§ **What you are asked to do**
Reproduce the data below verbatim, from its start through the line containing "column 1046, row 806", with both ends included. Leave the pictures out.
## BEGIN Provided information
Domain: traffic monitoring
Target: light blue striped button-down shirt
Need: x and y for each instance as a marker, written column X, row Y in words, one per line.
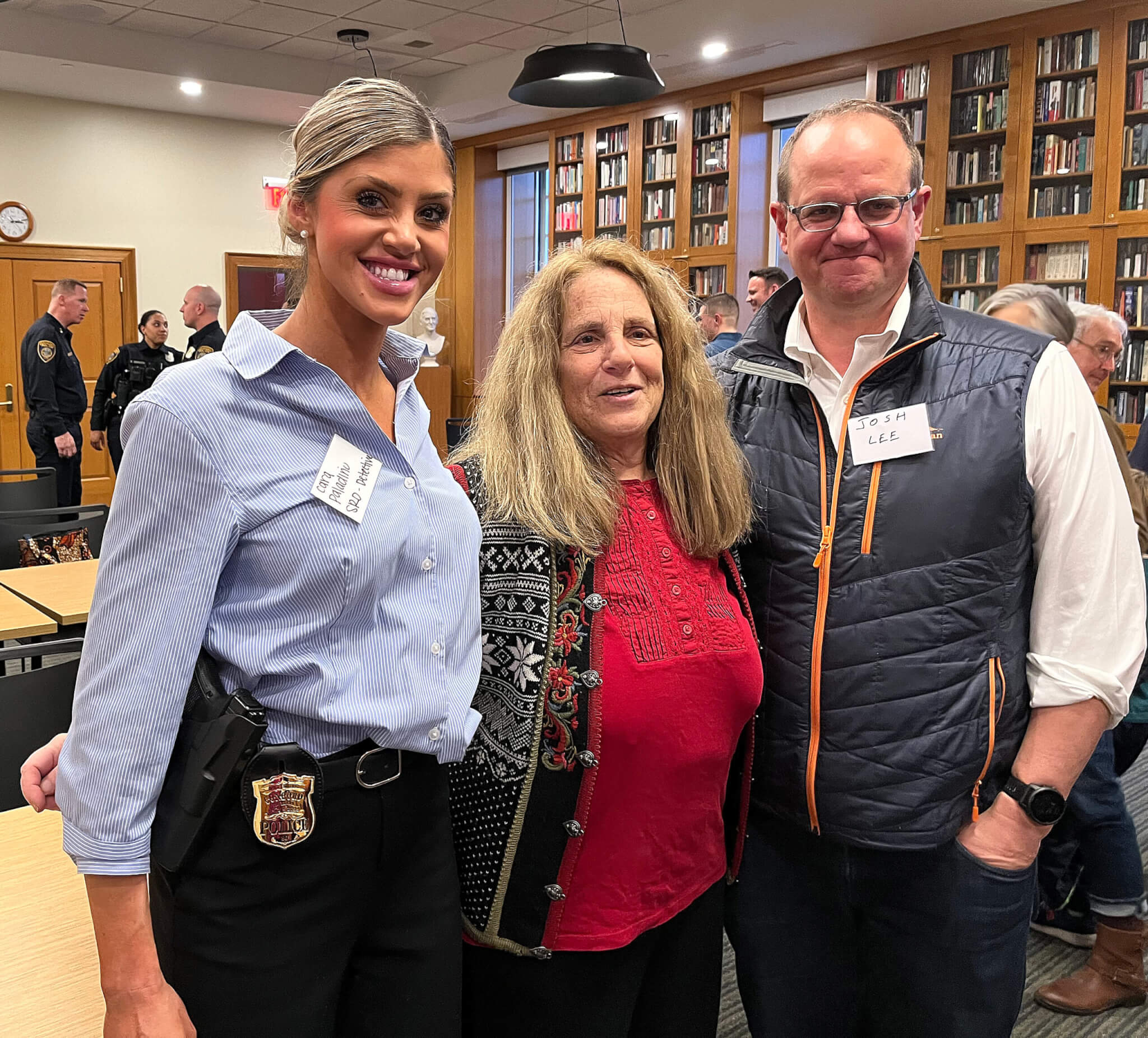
column 342, row 631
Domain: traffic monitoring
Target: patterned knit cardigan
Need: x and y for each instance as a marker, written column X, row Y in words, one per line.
column 520, row 799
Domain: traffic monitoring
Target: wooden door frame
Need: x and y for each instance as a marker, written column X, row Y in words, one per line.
column 233, row 262
column 90, row 254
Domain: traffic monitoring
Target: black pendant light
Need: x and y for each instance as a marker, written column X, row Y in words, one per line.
column 587, row 75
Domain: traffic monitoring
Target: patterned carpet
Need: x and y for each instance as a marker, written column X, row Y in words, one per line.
column 1047, row 960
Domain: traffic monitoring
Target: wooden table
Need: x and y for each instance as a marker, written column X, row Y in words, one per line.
column 62, row 592
column 50, row 975
column 21, row 620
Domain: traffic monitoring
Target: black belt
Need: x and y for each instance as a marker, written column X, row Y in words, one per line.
column 365, row 765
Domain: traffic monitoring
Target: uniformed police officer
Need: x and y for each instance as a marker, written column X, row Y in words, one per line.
column 54, row 391
column 130, row 370
column 201, row 315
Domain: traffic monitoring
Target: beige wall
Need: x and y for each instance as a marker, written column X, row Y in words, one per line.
column 179, row 190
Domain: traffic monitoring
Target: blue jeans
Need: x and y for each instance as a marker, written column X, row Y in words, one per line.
column 853, row 943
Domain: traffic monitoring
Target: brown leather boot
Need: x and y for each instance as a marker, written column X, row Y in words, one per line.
column 1113, row 976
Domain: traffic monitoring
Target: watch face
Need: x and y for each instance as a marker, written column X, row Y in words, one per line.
column 1046, row 806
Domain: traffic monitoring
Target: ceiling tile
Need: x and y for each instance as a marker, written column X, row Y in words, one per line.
column 237, row 36
column 156, row 21
column 527, row 12
column 275, row 19
column 94, row 12
column 214, row 11
column 403, row 14
column 314, row 50
column 525, row 38
column 428, row 67
column 473, row 54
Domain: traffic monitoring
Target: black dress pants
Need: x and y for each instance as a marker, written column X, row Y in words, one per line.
column 841, row 942
column 353, row 934
column 44, row 448
column 663, row 984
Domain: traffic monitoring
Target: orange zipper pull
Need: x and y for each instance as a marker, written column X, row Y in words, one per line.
column 825, row 546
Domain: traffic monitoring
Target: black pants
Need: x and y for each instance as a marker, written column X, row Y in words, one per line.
column 664, row 984
column 845, row 942
column 44, row 447
column 353, row 934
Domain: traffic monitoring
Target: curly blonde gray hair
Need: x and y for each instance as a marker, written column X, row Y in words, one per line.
column 540, row 472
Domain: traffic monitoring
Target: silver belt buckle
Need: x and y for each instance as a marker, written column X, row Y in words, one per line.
column 360, row 773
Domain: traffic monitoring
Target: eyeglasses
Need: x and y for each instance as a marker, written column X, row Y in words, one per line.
column 878, row 211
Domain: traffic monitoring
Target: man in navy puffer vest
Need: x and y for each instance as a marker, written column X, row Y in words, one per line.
column 947, row 587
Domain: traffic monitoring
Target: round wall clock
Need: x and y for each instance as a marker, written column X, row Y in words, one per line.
column 16, row 222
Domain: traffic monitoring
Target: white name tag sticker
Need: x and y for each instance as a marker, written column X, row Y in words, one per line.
column 347, row 478
column 890, row 435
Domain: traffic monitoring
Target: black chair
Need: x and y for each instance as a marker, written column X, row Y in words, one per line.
column 43, row 522
column 21, row 495
column 36, row 705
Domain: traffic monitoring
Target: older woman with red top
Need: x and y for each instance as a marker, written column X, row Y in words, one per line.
column 620, row 667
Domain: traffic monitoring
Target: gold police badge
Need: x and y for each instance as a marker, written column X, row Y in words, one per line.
column 284, row 812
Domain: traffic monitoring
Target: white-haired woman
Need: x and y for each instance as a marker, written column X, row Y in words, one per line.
column 620, row 667
column 281, row 505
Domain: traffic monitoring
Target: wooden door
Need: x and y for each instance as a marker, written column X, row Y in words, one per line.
column 93, row 340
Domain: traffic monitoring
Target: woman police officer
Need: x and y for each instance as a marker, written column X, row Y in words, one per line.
column 351, row 618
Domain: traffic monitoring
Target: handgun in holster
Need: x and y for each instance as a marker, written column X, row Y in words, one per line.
column 219, row 735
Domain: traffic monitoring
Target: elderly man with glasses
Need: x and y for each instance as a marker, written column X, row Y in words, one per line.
column 939, row 513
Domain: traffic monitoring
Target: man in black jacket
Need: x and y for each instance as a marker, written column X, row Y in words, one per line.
column 938, row 510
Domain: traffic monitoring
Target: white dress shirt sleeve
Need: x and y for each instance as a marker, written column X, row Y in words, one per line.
column 1087, row 624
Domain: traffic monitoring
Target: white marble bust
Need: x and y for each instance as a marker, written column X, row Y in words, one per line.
column 428, row 319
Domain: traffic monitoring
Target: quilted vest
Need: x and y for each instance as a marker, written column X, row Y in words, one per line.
column 892, row 598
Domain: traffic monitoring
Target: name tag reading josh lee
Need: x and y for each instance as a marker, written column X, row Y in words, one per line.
column 890, row 435
column 347, row 478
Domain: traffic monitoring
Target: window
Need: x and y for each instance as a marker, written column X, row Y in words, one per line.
column 527, row 228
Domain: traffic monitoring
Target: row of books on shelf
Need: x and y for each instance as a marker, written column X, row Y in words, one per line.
column 660, row 131
column 611, row 210
column 658, row 205
column 614, row 139
column 707, row 280
column 568, row 149
column 975, row 165
column 568, row 216
column 967, row 299
column 714, row 118
column 568, row 179
column 978, row 209
column 979, row 68
column 1132, row 305
column 1059, row 261
column 1066, row 99
column 1136, row 145
column 979, row 113
column 1053, row 154
column 1132, row 193
column 711, row 156
column 970, row 267
column 710, row 197
column 1068, row 52
column 660, row 164
column 658, row 238
column 1062, row 200
column 704, row 232
column 1132, row 257
column 1127, row 407
column 908, row 83
column 613, row 173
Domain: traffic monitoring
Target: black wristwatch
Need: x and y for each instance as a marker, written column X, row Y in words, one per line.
column 1041, row 803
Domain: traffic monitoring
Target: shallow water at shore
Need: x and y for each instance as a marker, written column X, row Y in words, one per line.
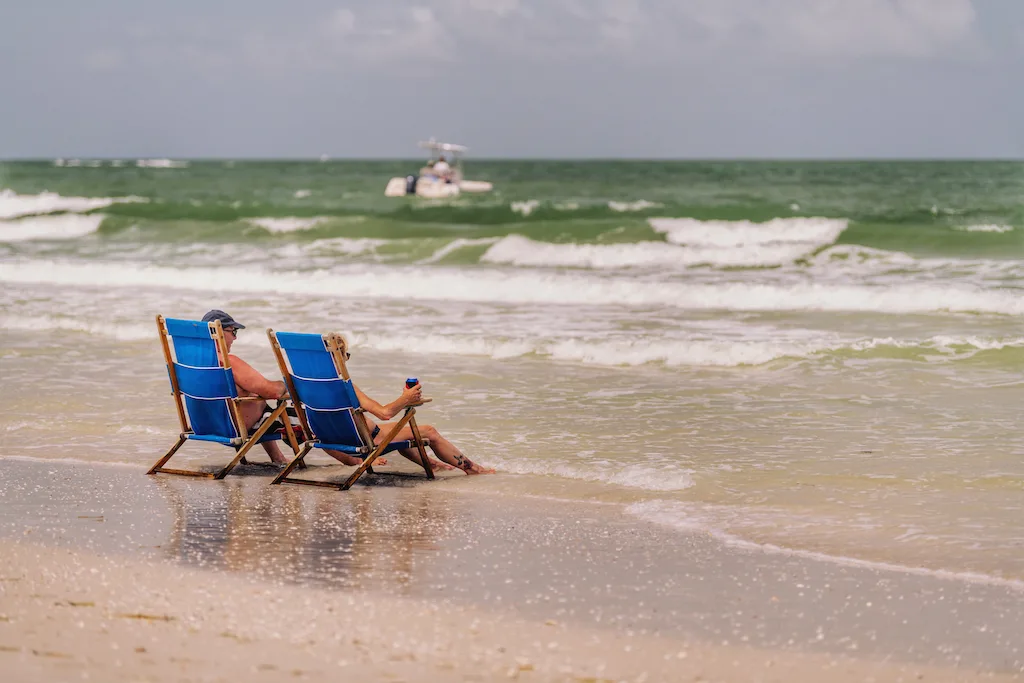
column 822, row 357
column 539, row 559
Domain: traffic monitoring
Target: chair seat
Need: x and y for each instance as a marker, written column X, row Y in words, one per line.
column 272, row 436
column 359, row 452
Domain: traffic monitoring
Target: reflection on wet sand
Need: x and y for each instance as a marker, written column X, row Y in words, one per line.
column 282, row 532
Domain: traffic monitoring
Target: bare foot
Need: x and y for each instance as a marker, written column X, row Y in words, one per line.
column 473, row 468
column 439, row 465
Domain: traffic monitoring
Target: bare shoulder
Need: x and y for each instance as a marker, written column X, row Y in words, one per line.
column 238, row 363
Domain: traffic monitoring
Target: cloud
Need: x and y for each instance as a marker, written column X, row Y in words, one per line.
column 103, row 59
column 839, row 28
column 341, row 22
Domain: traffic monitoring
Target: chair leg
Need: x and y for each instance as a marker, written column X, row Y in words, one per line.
column 295, row 461
column 174, row 449
column 423, row 452
column 378, row 451
column 263, row 428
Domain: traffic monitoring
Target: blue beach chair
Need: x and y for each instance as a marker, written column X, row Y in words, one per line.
column 328, row 408
column 206, row 396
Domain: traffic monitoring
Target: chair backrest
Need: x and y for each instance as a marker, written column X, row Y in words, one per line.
column 322, row 390
column 200, row 372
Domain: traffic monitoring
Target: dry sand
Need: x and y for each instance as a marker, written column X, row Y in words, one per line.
column 111, row 575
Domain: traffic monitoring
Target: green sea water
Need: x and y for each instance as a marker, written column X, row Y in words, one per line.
column 818, row 356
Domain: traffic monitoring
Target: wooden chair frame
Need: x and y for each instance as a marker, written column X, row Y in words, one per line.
column 335, row 344
column 246, row 441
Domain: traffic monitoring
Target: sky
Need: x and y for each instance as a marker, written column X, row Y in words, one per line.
column 674, row 79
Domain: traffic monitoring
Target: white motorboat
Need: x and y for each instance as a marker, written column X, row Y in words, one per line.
column 440, row 178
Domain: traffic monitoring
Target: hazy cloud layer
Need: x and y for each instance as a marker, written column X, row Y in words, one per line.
column 649, row 78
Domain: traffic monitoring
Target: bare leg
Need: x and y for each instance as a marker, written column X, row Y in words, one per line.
column 442, row 447
column 251, row 414
column 346, row 459
column 414, row 455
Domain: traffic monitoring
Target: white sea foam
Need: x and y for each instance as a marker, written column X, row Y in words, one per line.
column 51, row 323
column 645, row 477
column 525, row 208
column 13, row 205
column 60, row 226
column 288, row 224
column 986, row 227
column 524, row 288
column 639, row 205
column 346, row 246
column 517, row 250
column 693, row 517
column 456, row 245
column 813, row 231
column 161, row 163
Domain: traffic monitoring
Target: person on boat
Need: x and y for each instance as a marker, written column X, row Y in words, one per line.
column 442, row 447
column 443, row 170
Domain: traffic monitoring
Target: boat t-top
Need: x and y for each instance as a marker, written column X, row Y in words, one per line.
column 441, row 177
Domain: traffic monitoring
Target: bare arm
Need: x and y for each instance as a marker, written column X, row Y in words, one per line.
column 251, row 381
column 410, row 395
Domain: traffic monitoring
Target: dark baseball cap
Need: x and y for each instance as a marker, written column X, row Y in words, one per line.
column 226, row 321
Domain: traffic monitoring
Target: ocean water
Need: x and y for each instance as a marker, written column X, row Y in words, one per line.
column 803, row 356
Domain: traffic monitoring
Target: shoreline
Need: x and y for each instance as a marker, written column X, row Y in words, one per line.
column 724, row 538
column 458, row 557
column 86, row 616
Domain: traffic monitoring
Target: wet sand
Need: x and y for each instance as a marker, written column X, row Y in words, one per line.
column 110, row 574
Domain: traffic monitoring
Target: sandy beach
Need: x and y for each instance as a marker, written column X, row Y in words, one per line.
column 109, row 574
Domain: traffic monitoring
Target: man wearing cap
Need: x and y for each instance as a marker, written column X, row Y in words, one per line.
column 250, row 382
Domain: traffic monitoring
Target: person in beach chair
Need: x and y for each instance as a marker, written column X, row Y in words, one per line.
column 219, row 397
column 332, row 412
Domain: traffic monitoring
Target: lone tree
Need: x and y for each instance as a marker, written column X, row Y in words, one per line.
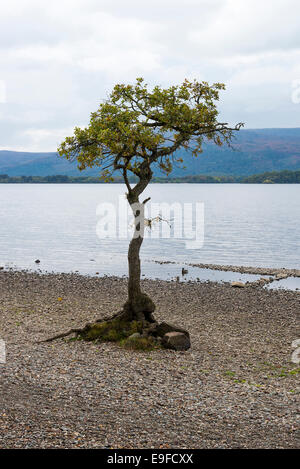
column 134, row 129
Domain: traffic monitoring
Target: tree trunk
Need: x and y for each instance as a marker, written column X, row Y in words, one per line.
column 138, row 306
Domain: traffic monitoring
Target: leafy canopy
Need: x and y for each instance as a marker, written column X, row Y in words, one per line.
column 136, row 127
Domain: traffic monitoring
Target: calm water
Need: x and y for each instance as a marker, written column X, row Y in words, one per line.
column 254, row 225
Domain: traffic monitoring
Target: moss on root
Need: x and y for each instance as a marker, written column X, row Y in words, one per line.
column 115, row 330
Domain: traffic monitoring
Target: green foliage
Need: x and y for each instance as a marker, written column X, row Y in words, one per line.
column 137, row 127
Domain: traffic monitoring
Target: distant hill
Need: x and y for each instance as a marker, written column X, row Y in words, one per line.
column 255, row 151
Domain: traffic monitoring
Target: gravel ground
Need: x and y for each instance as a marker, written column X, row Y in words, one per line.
column 235, row 388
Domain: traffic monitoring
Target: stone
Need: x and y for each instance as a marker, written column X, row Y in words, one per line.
column 281, row 276
column 176, row 341
column 238, row 285
column 163, row 328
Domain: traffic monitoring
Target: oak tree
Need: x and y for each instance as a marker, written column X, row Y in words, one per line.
column 135, row 129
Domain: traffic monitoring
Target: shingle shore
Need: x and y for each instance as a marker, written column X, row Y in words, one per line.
column 235, row 388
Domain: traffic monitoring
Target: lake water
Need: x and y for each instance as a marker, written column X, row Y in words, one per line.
column 251, row 225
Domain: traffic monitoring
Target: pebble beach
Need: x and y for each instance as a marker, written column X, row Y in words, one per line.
column 235, row 388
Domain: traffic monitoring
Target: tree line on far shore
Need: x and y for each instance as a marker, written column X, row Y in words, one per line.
column 275, row 177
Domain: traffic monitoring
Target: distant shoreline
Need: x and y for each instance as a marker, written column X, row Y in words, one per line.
column 275, row 177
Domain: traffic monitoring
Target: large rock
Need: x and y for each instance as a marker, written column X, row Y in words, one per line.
column 164, row 328
column 238, row 285
column 176, row 341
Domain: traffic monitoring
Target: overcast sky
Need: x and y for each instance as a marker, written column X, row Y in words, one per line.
column 60, row 58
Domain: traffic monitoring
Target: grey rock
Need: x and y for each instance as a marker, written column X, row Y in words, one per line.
column 176, row 341
column 164, row 327
column 134, row 336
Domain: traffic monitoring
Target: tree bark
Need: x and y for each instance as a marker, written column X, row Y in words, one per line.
column 138, row 305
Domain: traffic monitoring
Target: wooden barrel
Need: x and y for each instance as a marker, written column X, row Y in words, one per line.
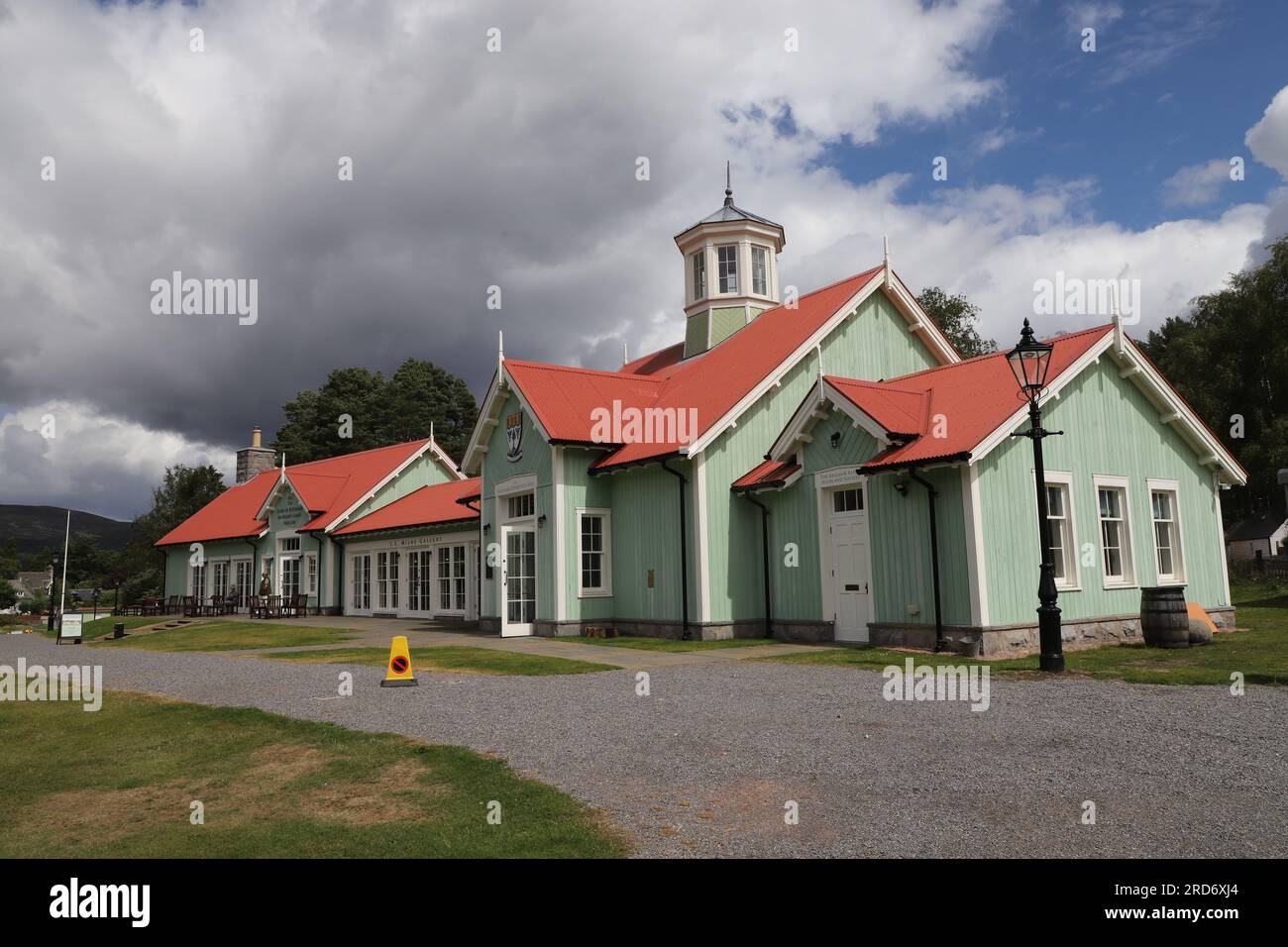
## END Provided information
§ **Exercise result**
Domain: traffic monitoring
Target: light blue striped button-down shirt
Need: x and y for each instance as a marker, written column X, row Y in words, one per line.
column 342, row 631
Domain: traffic monitoring
Target: patterned knit cardigan
Need: x and y for each instance as a marker, written column X, row Y in words, one per line.
column 520, row 799
Domain: traffic monitoring
Target: wooden door frame
Need: x and y for each instance as a marker, written column X, row Y in words, one per line.
column 233, row 262
column 90, row 254
Domain: traffic monitoring
Target: black pendant light
Need: x and y for each instance as a marker, written column X, row Y in words, one per line.
column 587, row 75
Domain: traffic monitoring
Target: patterned carpet
Need: x and y for each instance as a marker, written column X, row Y in words, one per line.
column 1047, row 960
Domain: traffic monitoring
Target: wooden table
Need: x and y for each instance as a marker, written column X, row Y in words, one per line.
column 62, row 592
column 50, row 975
column 21, row 620
Domain: traffic monitoring
Target: black belt
Need: x and y for each instance as a marker, written column X, row Y in words, one per line.
column 365, row 765
Domain: traffic monitoring
Target: uniformed police officer
Need: x and y for each instance as a marker, written column X, row Y in words, one per line.
column 54, row 391
column 130, row 370
column 201, row 315
Domain: traffic monitoring
Target: beige wall
Need: x and y for each instance as a marker, written column X, row Y in words, one per line.
column 179, row 190
Domain: traffic monitoring
Target: blue jeans
Need: x and y for each instance as a marker, written column X, row Y in words, one per line.
column 853, row 943
Domain: traffic monitoring
Target: brown leather boot
Need: x and y for each instance as a marker, written column X, row Y in words, one per line.
column 1113, row 976
Domain: traffic monitoring
Target: watch face
Need: x and y for each instance as a marker, written column X, row Y in words, one per line.
column 1046, row 806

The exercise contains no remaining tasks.